A UFSC e a democracia: Inventor da urna eletrônica foi aluno da universidade e fala da importância da inovação

Carlos Prudêncio realizou a primeira eleição eletrônica do Brasil em 1988, em Brusque. Para ele, as urnas são seguras e pensar em voto impresso é um retrocesso

Antes de integrar o quadro de juízes de Direito de Santa Catarina e dar início às inovações do sistema eleitoral, Carlos Prudêncio construiu uma trajetória de conhecimento. Filho do meio de mais seis irmãos, o tubaronense saiu do Sul do estado para cursar Direito na Universidade Federal de Santa Catarina (UFSC), em Florianópolis. O desembargador aposentado lembra o prestígio que era estar na única universidade pública de Santa Catarina, na qual ingressou em 1964.

Na época, a UFSC contava com apenas oito cursos de graduação, sendo o de Direito o mais antigo. Prudêncio recorda que na Federal desfrutou da possibilidade de aprender com professores que atuavam como desembargadores, advogados e promotores, e que eram considerados “os luminares” do período. Além do encontro com referências no Direito em Santa Catarina, o inventor da urna eletrônica afirma que o contato com estudantes de diferentes localidades foi essencial: “Foram cinco anos de muita riqueza cultural e ao mesmo tempo acadêmica”.

Dados fornecidos -
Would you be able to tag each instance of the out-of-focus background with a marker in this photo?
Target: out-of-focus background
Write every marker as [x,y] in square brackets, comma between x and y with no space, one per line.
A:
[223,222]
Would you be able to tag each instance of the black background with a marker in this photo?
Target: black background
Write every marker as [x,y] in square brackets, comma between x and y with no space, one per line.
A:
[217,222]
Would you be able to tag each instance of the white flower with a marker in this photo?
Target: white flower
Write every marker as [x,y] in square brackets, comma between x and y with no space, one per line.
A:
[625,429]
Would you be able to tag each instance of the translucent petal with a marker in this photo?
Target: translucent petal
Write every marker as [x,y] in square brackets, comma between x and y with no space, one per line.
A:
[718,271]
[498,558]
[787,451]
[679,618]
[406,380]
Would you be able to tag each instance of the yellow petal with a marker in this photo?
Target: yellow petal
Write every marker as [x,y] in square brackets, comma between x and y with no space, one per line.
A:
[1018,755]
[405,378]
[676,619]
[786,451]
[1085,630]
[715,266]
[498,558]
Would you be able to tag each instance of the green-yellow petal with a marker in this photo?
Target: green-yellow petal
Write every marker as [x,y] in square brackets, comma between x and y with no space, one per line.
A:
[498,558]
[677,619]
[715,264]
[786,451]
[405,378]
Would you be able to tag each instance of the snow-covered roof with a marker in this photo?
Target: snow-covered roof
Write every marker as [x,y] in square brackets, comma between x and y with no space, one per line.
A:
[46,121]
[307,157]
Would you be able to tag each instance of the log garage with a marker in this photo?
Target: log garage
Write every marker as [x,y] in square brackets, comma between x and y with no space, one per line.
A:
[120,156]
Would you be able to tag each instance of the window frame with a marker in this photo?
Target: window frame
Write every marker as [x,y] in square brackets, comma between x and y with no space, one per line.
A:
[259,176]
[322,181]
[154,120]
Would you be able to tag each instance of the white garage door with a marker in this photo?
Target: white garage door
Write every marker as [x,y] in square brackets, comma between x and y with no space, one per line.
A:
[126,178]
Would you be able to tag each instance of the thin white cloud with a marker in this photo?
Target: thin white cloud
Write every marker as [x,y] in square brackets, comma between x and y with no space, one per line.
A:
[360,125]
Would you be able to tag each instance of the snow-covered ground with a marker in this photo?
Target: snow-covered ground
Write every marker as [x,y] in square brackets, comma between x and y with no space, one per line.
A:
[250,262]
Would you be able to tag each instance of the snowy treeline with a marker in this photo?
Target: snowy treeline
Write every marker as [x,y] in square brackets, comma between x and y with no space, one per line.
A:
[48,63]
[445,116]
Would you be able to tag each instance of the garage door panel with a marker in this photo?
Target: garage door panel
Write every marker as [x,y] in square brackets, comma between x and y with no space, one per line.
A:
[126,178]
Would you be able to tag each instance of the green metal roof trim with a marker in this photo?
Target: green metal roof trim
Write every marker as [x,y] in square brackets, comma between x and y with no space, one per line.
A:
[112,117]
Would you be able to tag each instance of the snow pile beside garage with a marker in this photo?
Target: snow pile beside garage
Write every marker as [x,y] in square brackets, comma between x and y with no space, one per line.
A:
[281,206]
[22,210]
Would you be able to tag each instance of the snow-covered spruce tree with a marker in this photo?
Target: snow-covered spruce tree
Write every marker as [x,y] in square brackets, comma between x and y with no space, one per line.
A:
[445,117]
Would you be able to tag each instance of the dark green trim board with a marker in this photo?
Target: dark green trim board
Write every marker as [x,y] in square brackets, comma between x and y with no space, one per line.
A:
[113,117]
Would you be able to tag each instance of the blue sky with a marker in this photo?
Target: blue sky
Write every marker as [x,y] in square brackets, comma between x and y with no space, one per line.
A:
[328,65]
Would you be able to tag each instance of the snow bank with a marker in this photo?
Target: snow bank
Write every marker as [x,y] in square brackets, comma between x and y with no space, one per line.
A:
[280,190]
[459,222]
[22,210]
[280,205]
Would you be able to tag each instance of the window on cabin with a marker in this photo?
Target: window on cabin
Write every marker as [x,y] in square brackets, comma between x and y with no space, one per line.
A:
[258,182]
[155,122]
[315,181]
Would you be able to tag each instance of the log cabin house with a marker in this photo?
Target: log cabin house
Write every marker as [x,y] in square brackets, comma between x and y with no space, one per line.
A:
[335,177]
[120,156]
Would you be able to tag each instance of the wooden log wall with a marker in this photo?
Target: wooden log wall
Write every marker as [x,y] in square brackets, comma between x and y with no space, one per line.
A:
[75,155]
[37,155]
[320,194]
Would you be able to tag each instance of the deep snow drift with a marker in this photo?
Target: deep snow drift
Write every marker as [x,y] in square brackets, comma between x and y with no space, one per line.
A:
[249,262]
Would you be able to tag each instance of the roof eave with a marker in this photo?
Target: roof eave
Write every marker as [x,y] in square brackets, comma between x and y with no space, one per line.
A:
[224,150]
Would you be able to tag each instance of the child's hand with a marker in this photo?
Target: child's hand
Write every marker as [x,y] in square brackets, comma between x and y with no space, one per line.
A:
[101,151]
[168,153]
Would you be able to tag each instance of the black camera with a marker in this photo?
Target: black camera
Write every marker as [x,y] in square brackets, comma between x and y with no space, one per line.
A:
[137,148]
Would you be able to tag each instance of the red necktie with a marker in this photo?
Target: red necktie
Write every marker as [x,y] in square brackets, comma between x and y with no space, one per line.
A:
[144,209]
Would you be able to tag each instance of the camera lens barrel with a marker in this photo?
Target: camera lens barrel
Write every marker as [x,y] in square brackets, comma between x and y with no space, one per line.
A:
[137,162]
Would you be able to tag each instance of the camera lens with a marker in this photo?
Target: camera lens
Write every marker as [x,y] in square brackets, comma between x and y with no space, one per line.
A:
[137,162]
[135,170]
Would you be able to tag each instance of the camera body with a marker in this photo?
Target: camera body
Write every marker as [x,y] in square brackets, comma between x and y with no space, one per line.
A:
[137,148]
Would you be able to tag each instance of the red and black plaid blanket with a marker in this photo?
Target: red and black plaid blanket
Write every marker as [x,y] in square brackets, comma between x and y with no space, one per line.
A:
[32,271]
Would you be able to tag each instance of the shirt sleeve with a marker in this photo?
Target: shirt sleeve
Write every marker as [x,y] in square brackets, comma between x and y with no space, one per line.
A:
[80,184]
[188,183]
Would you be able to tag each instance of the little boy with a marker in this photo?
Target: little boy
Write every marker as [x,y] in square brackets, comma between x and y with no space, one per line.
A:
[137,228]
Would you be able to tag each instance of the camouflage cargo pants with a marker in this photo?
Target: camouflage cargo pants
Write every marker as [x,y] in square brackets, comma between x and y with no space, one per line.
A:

O que fazer - Você pode reproduzir palavra por palavra o trecho da reportagem sobre o inventor da urna eletrônica que começa em "Carlos Prudêncio realizou" e segue até "ingressou em 1964."?

Resposta correta -
Carlos Prudêncio realizou a primeira eleição eletrônica do Brasil em 1988, em Brusque. Para ele, as urnas são seguras e pensar em voto impresso é um retrocesso

Antes de integrar o quadro de juízes de Direito de Santa Catarina e dar início às inovações do sistema eleitoral, Carlos Prudêncio construiu uma trajetória de conhecimento. Filho do meio de mais seis irmãos, o tubaronense saiu do Sul do estado para cursar Direito na Universidade Federal de Santa Catarina (UFSC), em Florianópolis. O desembargador aposentado lembra o prestígio que era estar na única universidade pública de Santa Catarina, na qual ingressou em 1964.